▸ **WHAT IS EXPECTED**: Report each line of the entries below that includes "every".

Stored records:
- - - - - - -

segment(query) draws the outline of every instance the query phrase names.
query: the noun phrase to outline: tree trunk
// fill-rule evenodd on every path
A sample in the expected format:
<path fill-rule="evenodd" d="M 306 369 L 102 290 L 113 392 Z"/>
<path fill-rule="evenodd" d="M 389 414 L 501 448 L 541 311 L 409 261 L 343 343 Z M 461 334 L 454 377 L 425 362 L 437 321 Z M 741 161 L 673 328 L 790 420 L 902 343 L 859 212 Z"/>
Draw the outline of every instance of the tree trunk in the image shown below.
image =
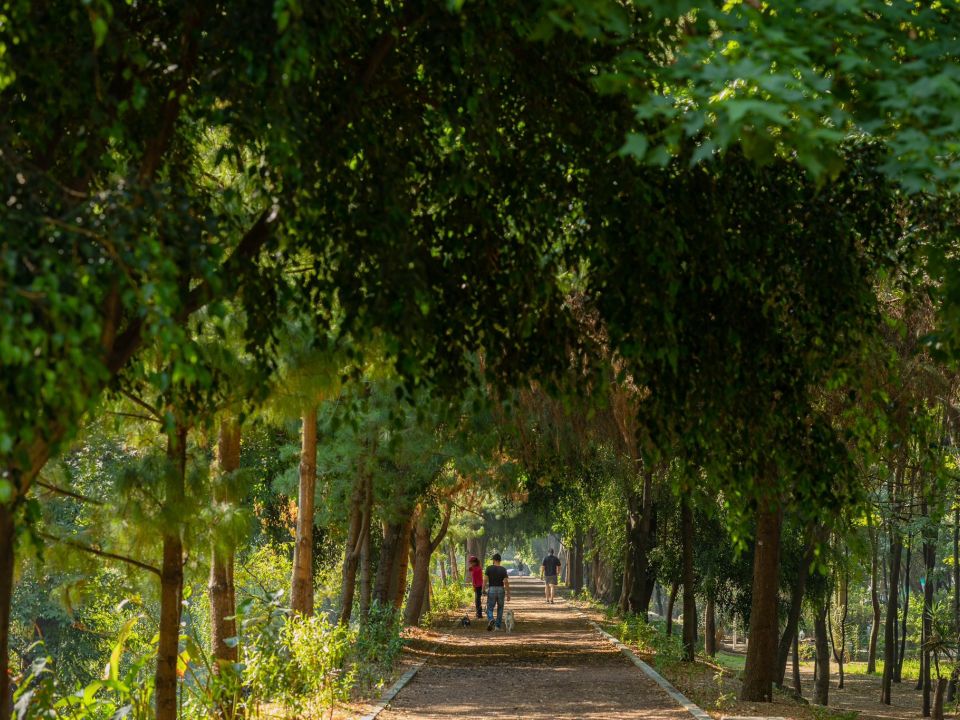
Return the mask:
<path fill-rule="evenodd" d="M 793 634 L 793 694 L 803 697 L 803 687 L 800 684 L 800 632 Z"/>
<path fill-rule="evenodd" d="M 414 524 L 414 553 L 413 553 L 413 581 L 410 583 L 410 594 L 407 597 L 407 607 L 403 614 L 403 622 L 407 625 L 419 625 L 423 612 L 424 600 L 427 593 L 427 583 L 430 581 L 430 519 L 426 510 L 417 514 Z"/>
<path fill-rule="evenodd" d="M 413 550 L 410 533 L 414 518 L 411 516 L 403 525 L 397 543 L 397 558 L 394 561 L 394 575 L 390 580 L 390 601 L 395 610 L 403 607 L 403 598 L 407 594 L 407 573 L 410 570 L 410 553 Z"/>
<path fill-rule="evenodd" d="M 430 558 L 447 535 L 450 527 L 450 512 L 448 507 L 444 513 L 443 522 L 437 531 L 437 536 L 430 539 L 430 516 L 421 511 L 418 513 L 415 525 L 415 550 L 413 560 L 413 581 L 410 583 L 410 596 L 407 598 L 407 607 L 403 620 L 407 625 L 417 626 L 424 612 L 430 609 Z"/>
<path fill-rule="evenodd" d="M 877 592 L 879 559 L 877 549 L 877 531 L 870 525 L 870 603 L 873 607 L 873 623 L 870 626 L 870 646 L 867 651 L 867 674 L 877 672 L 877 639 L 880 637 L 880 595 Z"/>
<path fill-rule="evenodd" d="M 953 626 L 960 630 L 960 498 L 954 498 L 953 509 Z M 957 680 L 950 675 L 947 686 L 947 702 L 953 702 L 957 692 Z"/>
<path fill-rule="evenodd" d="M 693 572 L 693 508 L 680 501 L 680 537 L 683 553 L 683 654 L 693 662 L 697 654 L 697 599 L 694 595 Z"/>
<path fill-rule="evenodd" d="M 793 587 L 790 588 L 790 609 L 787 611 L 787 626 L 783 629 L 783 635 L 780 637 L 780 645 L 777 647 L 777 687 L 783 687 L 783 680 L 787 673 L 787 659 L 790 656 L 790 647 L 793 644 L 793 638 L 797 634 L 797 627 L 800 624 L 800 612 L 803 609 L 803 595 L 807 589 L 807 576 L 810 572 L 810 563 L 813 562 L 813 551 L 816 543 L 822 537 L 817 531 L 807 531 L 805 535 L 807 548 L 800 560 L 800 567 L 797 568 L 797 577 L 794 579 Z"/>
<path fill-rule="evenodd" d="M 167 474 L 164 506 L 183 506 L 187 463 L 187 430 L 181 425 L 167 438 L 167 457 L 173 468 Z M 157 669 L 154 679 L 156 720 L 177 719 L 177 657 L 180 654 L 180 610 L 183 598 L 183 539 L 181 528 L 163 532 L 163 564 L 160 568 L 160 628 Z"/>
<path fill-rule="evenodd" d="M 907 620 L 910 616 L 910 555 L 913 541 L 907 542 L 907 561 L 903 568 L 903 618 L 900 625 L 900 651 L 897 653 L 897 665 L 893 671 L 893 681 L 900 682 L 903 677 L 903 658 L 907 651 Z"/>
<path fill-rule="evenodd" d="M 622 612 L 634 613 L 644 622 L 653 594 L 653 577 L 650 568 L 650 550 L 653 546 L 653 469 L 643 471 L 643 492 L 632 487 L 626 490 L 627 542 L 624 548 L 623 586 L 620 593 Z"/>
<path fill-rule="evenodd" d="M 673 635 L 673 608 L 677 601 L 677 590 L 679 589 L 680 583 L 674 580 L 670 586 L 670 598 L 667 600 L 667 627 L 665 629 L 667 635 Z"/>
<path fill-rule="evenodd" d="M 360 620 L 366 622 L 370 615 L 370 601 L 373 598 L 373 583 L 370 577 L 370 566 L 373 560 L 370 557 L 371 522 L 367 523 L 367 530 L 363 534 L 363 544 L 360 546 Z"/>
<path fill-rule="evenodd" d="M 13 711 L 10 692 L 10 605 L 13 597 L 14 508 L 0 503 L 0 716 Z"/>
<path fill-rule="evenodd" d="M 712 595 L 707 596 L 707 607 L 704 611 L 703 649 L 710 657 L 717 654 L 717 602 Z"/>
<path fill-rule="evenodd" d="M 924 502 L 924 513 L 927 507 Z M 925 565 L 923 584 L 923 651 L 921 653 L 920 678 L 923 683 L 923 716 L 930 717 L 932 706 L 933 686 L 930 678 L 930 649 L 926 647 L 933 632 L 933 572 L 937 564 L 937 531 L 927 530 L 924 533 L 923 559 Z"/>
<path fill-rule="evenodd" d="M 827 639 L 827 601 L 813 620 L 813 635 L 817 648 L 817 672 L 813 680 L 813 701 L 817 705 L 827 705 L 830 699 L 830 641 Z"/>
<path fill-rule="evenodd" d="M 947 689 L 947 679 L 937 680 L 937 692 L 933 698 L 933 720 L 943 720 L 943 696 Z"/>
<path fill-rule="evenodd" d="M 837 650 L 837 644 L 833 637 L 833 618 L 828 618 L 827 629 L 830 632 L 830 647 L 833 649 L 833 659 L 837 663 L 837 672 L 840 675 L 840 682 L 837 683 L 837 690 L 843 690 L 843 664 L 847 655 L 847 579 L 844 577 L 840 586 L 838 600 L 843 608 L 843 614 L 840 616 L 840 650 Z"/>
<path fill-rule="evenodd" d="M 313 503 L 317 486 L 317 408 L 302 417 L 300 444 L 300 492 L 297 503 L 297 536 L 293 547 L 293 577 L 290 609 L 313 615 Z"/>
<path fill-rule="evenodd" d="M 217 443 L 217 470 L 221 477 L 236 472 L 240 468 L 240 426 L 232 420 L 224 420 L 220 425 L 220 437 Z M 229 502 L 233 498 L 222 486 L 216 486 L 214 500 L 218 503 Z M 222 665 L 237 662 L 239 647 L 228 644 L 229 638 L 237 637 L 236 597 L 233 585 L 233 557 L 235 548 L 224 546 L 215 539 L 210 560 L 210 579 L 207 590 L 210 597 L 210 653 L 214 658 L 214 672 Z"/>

- - - - - - -

▸ **PROBLEM SOLUTION**:
segment(query) draws the outline of every instance the query phrase names.
// fill-rule evenodd on every path
Draw the outline of every instance of the tree trunk in the image shown below.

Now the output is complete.